*Problem description*. Which lines in the records below hold the word "every"? Copy each of them.

*Records for the task*.
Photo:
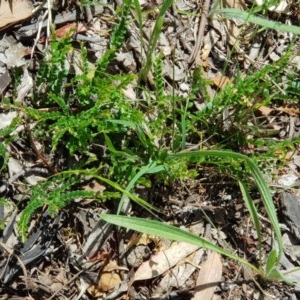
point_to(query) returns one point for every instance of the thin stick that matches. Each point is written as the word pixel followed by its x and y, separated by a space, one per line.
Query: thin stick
pixel 200 36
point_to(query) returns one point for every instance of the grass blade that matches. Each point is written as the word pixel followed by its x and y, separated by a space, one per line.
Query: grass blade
pixel 233 13
pixel 257 176
pixel 170 232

*Answer space*.
point_to(query) returns one point for every instance of the thin stick that matches. Each point is written as the word pixel followed by its x and y, separated by a space, one per line.
point_to(query) returns one point for every instance of the grass blade that matches. Each point is written as the word pixel followed by its x and y, separated by a space, one per line.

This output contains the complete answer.